#### DATA LISTING ####

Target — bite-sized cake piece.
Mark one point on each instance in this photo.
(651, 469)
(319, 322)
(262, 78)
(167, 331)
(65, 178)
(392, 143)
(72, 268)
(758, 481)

####

» TASK OBJECTIVE
Rewrite the entries above, substituting "pastry" for "cake" and leaving everything else unchanged.

» CORRECT RESULT
Target — bite-sized pastry piece.
Mark one point on each instance in this photo.
(651, 469)
(319, 322)
(262, 78)
(167, 331)
(65, 178)
(392, 143)
(72, 268)
(758, 481)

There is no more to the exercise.